→ **Selection**:
- - - - - - -
Search

EP-4223809-B1 - USE OF A (METH)ACRYLIC COMPOSITION FOR MANUFACTURING A DIELECTRIC MATERIAL AND ASSOCIATED MANUFACTURING METHOD

EP4223809B1EP 4223809 B1EP4223809 B1EP 4223809B1EP-4223809-B1

Inventors

  • HASSANZADEH, MEHRDAD
  • HELAL, Karim
  • ENSENLAZ, Leo

Dates

Publication Date
20260506
Application Date
20220208

Claims (15)

  1. Use of (meth)acrylic composition comprising: (a) 100 parts by weight of a liquid (meth)acrylic syrup comprising: (a 1 ) from 10 % by weight to 50 % by weight of one or more (meth)acrylic polymers P1, and (a 2 ) from 50 % by weight to 90 % by weight of one or more (meth)acrylic monomers M1, each monomer M1 comprising only one (meth)acrylic function per monomer and being different from methacrylic acid, (b) from 0,01 part by weight to 10 parts by weight of one (meth)acrylic monomer M2 comprising at least two (meth)acrylic functions per monomer, (c) from 0,01 part by weight to 10 parts by weight of methacrylic acid, (d) from 0,01 part by weight to 5 parts by weight of a polymerization initiator chosen from organic peroxides, and (e) from 100 parts by weight to 400 parts by weight of a mineral filler C, said mineral filler C comprising at least one filler C1 chosen from the group consisting of metal oxides, carbonates, silicates and glass, preferably chosen from metal oxides, for manufacturing a dielectric material.
  2. The use as claimed in claim 1, wherein each (meth)acrylic polymer P1 is chosen from a methyl methacrylate homopolymer and a methyl methacrylate copolymer, methyl methacrylate representing preferentially at least 50 % by weight of each (meth)acrylic polymer P1.
- - - - - - -
[Rows from a pointing dataset]
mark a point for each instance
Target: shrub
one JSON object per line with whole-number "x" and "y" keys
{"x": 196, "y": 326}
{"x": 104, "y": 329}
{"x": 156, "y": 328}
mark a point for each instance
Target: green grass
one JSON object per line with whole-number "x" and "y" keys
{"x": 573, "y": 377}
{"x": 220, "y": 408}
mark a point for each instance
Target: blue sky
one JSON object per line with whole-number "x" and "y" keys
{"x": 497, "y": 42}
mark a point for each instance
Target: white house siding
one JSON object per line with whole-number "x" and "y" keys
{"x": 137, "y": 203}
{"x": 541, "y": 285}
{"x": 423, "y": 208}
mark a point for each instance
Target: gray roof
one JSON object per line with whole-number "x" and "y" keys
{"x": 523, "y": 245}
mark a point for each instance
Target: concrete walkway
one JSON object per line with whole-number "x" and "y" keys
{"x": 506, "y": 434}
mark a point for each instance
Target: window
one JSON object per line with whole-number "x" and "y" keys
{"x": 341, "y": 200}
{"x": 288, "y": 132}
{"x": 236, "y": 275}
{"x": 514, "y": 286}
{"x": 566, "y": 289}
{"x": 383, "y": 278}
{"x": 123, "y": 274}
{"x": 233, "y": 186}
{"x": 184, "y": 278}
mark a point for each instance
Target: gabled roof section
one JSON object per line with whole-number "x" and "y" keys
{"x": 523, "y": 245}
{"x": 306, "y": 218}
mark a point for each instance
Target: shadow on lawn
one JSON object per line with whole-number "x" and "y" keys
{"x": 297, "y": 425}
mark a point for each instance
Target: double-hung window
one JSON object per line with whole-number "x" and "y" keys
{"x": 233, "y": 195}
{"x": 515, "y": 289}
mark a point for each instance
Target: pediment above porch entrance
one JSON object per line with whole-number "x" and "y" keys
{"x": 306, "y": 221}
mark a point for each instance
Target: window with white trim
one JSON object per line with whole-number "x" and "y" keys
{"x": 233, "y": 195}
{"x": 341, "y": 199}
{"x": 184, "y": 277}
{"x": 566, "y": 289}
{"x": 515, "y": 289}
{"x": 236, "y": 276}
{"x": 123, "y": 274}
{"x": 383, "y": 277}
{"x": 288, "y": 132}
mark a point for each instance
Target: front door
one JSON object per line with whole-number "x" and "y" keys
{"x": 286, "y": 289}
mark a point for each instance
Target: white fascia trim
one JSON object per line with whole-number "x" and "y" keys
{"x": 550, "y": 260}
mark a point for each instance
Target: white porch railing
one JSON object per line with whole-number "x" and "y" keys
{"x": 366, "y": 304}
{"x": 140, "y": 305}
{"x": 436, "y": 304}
- - - - - - -
→ **Problems to solve**:
A) Answer these questions about the patent page:
(i) Which inventor is listed first?
(ii) What is the application date?
(iii) According to claim 1, how many parts by weight of mineral filler C does the composition contain?
B) Please extract from the patent page the part that opens with the words containing "2. The use as" and closes with "(meth)acrylic polymer P1.".
C) Using claim 1 of the patent page, explain how monomer M1 differs from monomer M2.

→ **Exercise solutions**:
A)
(i) HASSANZADEH, MEHRDAD
(ii) 20220208
(iii) From 100 parts by weight to 400 parts by weight

B)
2. The use as claimed in claim 1, wherein each (meth)acrylic polymer P1 is chosen from a methyl methacrylate homopolymer and a methyl methacrylate copolymer, methyl methacrylate representing preferentially at least 50 % by weight of each (meth)acrylic polymer P1.

C) Each monomer M1 has only one (meth)acrylic function per monomer and must be different from methacrylic acid. Monomer M2 has at least two (meth)acrylic functions per monomer.